======== Trecho selecionado

O conteúdo de tais conclusões deve obedecer à observância dos princípios da racionalidade e da centralização das questões jurídicas objeto de tratamento, para que não sejam analisados todos os argumentos e/ou fundamentos apresentados pelas partes, sem qualquer juízo crítico, mas apenas aqueles que fazem parte do respetivo enquadramento legal, nos termos do disposto nos artigos 5.° e 608.°, n.° 2, ambos do Código de Processo Civil Revisto.
Excluídas do conhecimento deste Tribunal de recurso encontram-se também as questões novas, assim se considerando todas aquelas que não foram objeto de anterior apreciação pelo Tribunal recorrido.
Como podemos verificar pelas conclusões apresentadas, a matéria de fato dada como provada não foi questionada e, em termos de Direito, não foi invocada uma única disposição legal que se mostre violada.
O que o Apelante refere é que a sentença foi proferida a 14 de Setembro de 2015 e, como tal, nunca poderia ter condenado em pensões de alimentos a partir de 26 de Abril de 2013 uma vez que essas importâncias nunca antes lhe tinham sido pedidas.
Com o devido respeito, esquece-se o Apelante que a data da condenação corresponde à data da entrada da ação em Tribunal e que, conforme consta expressamente da sentença, os alimentos são devidos desde a data da propositura da ação — artigo 2006.° do Código Civil.
Assim sendo, sempre a condenação teria de se reportar àquela data da propositura da ação, tal como foi o entendimento do senhor Juiz do Tribunal de 1a Instância, estando a Requerida protegida no recurso a este incidente de incumprimento, pelo disposto nos artigos 41.° e 48.° do RGPTC.
Mas, para além da questão jurídica, e salvo sempre o devido respeito, sempre seria de perguntar a este progenitor e aqui Apelante se os seus dois filhos menores, no período que mediou entre a data da instauração da ação e a prolação da decisão definitiva, não tiveram as normais necessidades de alimentação, comuns a todos os seres humanos, para além de outras necessidades decorrentes da vida em sociedade. Corresponde ao conhecimento comum que nenhuma criança poderia sobreviver durante esses mais de dois anos sem ser alimentada, cuidada, vestida e com apoio médico adequado. Assim, neste quadro, é quase absurdo discutir a tese aqui apresentada pelo Apelante.

================

Tarefa A: Reproduza fielmente a parte do trecho selecionado que começa nas palavras "O que o Apelante" e termina depois de "do Código Civil.".
Tarefa B:
Responda às seguintes perguntas com base no trecho selecionado:
(i) Segundo o Apelante, em que data foi proferida a sentença?
(ii) Que artigo do Código Civil é citado para estabelecer que os alimentos são devidos desde a data da propositura da ação?
(iii) Quantos filhos menores tem o Apelante?

======== Extrato de dados

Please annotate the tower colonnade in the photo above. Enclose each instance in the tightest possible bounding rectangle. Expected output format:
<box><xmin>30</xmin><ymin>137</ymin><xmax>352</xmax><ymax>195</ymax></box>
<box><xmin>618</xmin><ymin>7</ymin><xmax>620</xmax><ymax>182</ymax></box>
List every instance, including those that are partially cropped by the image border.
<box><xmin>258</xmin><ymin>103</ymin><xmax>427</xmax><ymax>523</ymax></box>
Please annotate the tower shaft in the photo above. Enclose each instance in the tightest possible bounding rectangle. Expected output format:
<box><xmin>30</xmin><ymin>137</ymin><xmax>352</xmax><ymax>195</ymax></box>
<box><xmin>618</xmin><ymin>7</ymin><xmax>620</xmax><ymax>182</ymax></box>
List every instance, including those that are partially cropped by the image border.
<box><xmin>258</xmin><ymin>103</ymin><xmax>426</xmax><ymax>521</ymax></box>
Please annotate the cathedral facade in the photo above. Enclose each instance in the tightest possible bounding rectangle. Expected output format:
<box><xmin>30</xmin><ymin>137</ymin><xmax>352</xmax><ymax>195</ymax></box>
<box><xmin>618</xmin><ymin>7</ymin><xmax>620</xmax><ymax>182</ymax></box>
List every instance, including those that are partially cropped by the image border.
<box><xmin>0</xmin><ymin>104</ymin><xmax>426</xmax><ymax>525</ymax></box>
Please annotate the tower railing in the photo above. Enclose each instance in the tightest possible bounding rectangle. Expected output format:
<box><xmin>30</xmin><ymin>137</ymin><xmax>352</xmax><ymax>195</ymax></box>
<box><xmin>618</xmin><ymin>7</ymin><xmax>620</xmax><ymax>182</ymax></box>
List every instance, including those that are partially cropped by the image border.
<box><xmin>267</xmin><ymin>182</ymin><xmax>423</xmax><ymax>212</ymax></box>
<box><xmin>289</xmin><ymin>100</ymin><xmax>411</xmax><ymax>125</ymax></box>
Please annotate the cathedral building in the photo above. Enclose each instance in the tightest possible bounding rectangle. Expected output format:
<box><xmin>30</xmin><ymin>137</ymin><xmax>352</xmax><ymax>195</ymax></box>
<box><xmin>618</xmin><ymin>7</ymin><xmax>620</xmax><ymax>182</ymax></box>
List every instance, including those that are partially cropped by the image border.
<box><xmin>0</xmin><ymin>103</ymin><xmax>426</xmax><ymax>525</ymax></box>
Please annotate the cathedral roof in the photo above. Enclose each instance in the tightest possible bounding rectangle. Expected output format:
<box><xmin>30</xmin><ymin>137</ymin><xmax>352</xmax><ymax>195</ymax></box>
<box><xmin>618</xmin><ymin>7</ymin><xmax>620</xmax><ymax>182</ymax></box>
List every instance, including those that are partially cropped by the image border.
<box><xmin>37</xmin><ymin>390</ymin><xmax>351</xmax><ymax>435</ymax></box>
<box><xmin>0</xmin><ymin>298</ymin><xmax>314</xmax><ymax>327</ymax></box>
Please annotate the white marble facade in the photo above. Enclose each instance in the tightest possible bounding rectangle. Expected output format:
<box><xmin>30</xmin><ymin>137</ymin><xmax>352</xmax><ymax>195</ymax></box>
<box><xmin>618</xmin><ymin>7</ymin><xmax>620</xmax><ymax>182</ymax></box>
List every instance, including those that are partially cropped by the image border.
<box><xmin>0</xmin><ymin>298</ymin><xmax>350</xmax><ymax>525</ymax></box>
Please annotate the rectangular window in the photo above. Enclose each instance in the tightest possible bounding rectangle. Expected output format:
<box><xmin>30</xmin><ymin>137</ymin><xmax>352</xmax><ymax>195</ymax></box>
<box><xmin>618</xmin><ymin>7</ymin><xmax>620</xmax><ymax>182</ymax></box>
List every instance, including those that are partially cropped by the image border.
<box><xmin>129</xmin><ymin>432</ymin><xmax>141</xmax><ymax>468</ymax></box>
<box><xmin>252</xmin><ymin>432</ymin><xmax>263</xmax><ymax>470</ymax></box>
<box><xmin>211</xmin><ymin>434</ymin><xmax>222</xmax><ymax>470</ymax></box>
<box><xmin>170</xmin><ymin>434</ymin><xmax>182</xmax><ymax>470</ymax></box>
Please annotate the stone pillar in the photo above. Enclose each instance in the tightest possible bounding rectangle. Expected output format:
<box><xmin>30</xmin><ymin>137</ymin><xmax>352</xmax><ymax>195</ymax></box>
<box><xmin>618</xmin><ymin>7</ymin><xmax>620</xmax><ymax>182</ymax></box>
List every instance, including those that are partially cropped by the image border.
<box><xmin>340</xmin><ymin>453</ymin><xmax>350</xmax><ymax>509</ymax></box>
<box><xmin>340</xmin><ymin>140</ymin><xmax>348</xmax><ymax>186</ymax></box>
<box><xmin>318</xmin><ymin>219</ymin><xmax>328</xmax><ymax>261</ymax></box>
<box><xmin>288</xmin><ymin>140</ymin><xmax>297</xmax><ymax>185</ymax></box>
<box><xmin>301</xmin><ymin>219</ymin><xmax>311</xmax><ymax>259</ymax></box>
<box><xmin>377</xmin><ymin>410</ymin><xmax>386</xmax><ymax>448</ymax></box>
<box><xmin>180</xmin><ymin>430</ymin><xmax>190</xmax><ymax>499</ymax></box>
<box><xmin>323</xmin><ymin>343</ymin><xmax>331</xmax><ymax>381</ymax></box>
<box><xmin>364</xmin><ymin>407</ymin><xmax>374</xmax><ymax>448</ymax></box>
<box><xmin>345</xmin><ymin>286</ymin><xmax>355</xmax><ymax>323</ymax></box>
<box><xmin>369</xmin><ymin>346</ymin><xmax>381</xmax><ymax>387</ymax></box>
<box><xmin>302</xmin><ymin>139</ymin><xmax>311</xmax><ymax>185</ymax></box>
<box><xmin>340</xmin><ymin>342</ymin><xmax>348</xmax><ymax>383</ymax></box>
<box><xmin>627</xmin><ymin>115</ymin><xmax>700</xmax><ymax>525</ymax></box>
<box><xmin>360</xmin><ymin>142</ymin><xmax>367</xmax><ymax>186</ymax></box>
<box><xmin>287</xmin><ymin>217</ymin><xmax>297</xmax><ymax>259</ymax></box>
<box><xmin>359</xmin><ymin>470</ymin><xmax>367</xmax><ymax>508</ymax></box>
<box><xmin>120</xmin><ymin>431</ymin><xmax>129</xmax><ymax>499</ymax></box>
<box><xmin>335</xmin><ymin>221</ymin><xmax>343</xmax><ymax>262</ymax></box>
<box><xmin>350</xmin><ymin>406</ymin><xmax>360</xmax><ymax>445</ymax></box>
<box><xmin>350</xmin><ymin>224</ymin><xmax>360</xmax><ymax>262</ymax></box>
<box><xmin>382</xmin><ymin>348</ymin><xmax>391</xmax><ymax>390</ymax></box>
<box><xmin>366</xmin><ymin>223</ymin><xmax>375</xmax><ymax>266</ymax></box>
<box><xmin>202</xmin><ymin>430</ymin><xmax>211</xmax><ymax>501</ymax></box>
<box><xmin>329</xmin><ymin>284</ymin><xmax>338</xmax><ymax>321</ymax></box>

================

A sua resposta A:
O que o Apelante refere é que a sentença foi proferida a 14 de Setembro de 2015 e, como tal, nunca poderia ter condenado em pensões de alimentos a partir de 26 de Abril de 2013 uma vez que essas importâncias nunca antes lhe tinham sido pedidas.
Com o devido respeito, esquece-se o Apelante que a data da condenação corresponde à data da entrada da ação em Tribunal e que, conforme consta expressamente da sentença, os alimentos são devidos desde a data da propositura da ação — artigo 2006.° do Código Civil.

A sua resposta B:
(i) A 14 de Setembro de 2015.
(ii) O artigo 2006.° do Código Civil.
(iii) Dois.